Working with a teen coach is similar to therapy, but the biggest drawback of that approach is that parents don’t get to be a part of the process. It also teaches kids to focus on all the negative things they are unhappy with in their lives, reinforcing a bad habit…ruminating on everything they don’t like repeatedly.
What we do is the total opposite; we TEAM UP with you (the parents) and work together to help them find the thing they are most passionate about and lean into that.
This leads them to build more confidence and focus on where they want to be in life instead of focusing on all the negative things in the past as therapy does.
The other big difference with us is that most kids are a lot less turned off by coaching versus therapy for many reasons. As coaches, we are open and vulnerable with the kids, creating a real relationship with trust and rapport. We expect the kids to be open and honest in return, which they usually are because they feel seen, heard, and genuinely cared about.
For more information on coaching vs. therapy, visit here.
Jacobsen: How does the more extensive 27-week school program on social-emotional learning resonate with students?
LeBeau: The big reason our school curriculum is such a hit is because we make it fun. We have music, intro videos, crowd participation, emotional storytelling, basketball tricks, etc. I’m sure you’ve heard the expression, ‘a spoon full of sugar to make the medicine go down.’ That’s what we do with our kick-off school assemblies. We give kids what they WANT so we can give them what they need. Once they are bought in, we can greatly impact their life.
We do a high-energy assembly at their school in person to get them fired up and emotionally connected to our founder Jesse’s underdog story. He’s given this talk to over a million kids and knows how to connect with them. They identify with going through hard times in their own lives. Once they have an in-person experience with someone famous and interested in them, they are more open to the weekly lessons their teachers walk them through. They are taught timeless life lessons you don’t normally learn in school, which are important for building confidence, grit/resilience, and learning to master their attitude. Everything taught in the TAAP School program is evidence-based and backed up with research and data.
For more on the program, you can check it out here.

§ **EXTRACTED ENTRIES**:
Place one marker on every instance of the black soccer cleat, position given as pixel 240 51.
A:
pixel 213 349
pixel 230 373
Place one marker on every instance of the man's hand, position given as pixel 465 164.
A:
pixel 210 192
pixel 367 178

§ **QUESTIONS TO ANSWER**:
**a.** Name every activity the coaching interview lists as part of what makes the school curriculum fun.
**b.** Summarize the coaching interview in two sentences.
**c.** Write the next part of the coaching interview, picking up after its final line.

§ **RESPONSES BY TASK**:
**a.**
- Music
- Intro videos
- Crowd participation
- Emotional storytelling
- Basketball tricks

**b.** The coaching interview contrasts teen coaching with therapy: coaching teams up with parents, helps kids find and lean into what they are most passionate about, and builds trust because coaches are open and vulnerable with them. It also describes a 27-week social-emotional learning school program that starts with a high-energy assembly about founder Jesse's underdog story and continues with weekly evidence-based lessons, led by teachers, on confidence, grit/resilience, and attitude.

**c.**
Jacobsen: What are some examples of real-life lessons helping teens overcome challenges?
LeBeau: Life is tough. So, toto be prepared for this and succeed in life, kids need to learn to overcome and do toughthings. One of the best things that can happen to your teenager (within reason and if leveraged strategically) is for them to fail. Things like they got rejected when they asked that special someone to the dance, they didn’t make the sports team, they didn’t get the grade they wanted, etc. A smart parent will use these difficult moments to teach a lesson.
Guess what? Things didn’t work out. But it’s not the end of the world. No one died. You can ask someone else to dance. You can practice and try it out again next year. You can ask for a second shot at the test. It sucks seeing your kid struggle, but if you swoop in and rescue them every time a little discomfort happens, you are hurting them more than you are helping them. In general, the big winners in life fail the most; they keep going and see it as the necessary steps to get closer to where they want to go. Celebrate failure and focus on your child’s effort versus the outcome. It will make a big difference in helping your kid stand on their own two feet and thrive no matter what challenges life throws them!
Jacobsen: How can parents, schools, and communities get involved?
LeBeau: The best place for parents to learn more is https://theattitudeadvantage.com/welcome/
We visit schools every month nationwide, and we are on a mission to help teens TEAM UP and find their tribe so they can live healthier and happier lives!
Jacobsen: Thank you for the opportunity and your time, Jesse.